YOUR OBJECTIVE
Return each line of the data below that contains the string "tail". Case counts.

(Detection annotation records)
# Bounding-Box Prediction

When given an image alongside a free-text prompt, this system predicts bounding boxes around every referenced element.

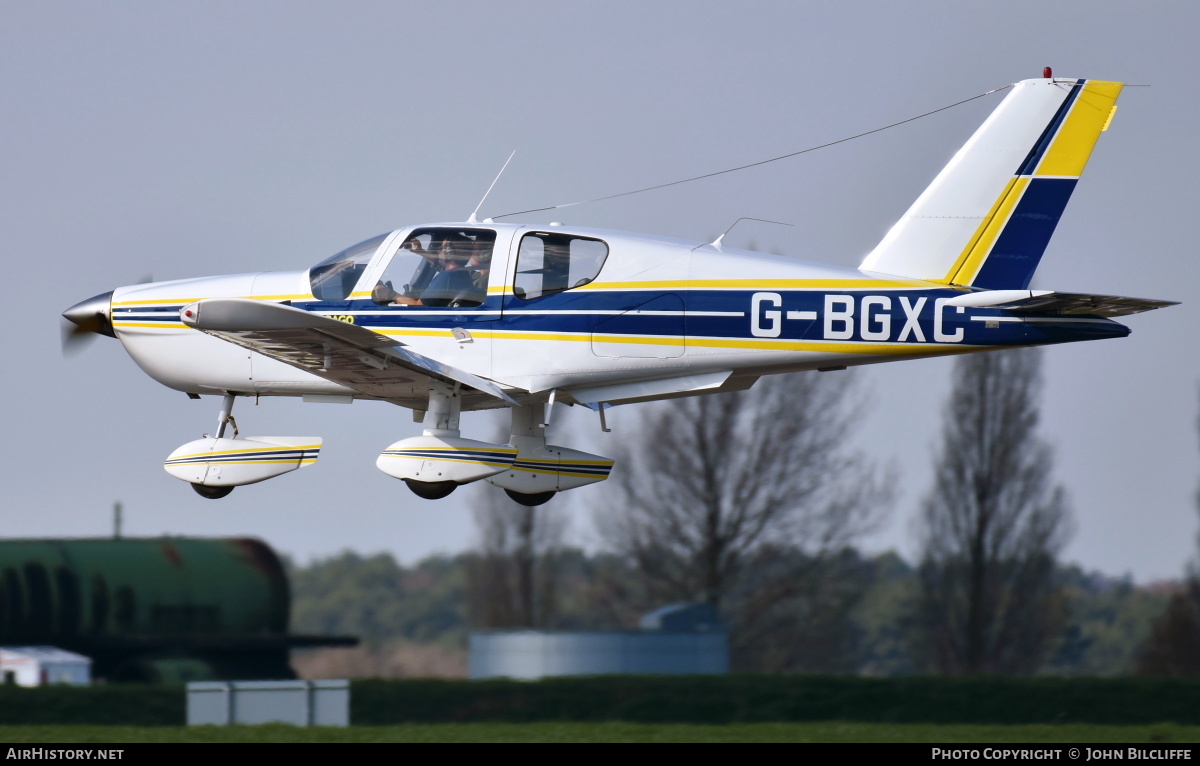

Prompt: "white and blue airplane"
[64,71,1172,505]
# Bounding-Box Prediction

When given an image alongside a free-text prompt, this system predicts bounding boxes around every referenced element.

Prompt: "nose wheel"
[404,479,458,499]
[192,484,233,499]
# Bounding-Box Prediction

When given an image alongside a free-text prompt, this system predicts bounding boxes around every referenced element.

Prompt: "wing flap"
[180,298,517,405]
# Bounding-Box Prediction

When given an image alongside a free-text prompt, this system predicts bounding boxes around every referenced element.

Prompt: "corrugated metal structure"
[0,537,355,682]
[0,646,91,687]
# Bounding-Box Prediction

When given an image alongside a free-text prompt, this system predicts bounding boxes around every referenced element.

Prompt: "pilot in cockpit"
[372,232,492,306]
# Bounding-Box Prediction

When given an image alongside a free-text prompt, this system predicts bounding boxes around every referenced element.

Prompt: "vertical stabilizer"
[860,78,1122,289]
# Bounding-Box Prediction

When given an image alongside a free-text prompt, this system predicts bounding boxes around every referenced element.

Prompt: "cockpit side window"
[371,227,496,306]
[308,232,391,300]
[512,232,608,300]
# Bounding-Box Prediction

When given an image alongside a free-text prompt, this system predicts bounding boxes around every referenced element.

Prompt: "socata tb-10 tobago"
[64,71,1170,505]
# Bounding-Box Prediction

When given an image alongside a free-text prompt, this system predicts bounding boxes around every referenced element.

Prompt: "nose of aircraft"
[62,291,116,345]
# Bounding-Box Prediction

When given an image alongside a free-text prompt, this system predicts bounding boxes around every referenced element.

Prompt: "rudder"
[860,79,1122,289]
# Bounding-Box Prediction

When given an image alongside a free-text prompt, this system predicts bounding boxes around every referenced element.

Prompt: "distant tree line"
[289,547,1182,676]
[293,349,1200,676]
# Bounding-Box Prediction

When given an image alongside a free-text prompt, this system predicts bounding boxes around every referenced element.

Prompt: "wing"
[946,289,1178,317]
[180,298,517,409]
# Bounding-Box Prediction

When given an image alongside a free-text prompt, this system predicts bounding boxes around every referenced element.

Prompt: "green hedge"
[350,675,1200,724]
[7,675,1200,726]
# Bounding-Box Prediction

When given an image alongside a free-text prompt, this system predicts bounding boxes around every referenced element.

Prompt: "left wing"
[179,298,517,408]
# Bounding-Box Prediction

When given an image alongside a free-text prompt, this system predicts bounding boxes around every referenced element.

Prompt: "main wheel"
[404,479,458,499]
[504,490,558,508]
[192,484,233,499]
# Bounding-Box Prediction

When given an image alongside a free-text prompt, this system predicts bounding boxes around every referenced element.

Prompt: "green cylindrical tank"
[0,537,290,645]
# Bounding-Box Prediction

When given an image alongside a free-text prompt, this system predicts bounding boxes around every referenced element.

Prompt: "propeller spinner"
[62,291,116,353]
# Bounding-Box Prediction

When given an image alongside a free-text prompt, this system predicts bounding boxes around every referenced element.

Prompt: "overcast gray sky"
[0,0,1200,581]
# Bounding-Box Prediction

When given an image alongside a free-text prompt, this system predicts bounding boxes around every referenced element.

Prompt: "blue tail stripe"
[972,176,1078,289]
[1016,79,1087,175]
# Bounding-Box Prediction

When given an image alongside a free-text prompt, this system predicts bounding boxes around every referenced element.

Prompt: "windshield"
[371,227,496,306]
[308,232,391,300]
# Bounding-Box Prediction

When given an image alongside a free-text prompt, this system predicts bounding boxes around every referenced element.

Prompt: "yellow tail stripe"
[1034,80,1124,176]
[947,175,1030,285]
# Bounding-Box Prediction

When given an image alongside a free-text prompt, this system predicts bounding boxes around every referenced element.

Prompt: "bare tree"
[917,349,1072,675]
[596,372,889,669]
[467,487,565,628]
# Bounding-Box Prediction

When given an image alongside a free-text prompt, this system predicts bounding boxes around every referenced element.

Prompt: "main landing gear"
[376,381,612,505]
[163,393,322,499]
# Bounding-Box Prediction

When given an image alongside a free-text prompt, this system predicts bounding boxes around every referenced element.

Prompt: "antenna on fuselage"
[712,216,794,247]
[467,149,517,223]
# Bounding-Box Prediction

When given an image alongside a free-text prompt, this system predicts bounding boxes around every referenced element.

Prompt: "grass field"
[7,722,1200,744]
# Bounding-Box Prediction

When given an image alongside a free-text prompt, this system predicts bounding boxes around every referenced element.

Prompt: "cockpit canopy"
[372,226,496,306]
[308,232,391,300]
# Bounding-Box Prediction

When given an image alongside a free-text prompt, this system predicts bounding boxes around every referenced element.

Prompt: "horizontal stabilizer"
[946,289,1178,317]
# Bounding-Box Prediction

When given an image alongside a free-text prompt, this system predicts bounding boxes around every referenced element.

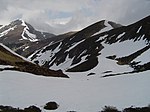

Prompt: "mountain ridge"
[29,16,150,77]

ANSWER FOR THE TASK
Prompt: "blue tail stripe"
Prompt: "yellow tail stripe"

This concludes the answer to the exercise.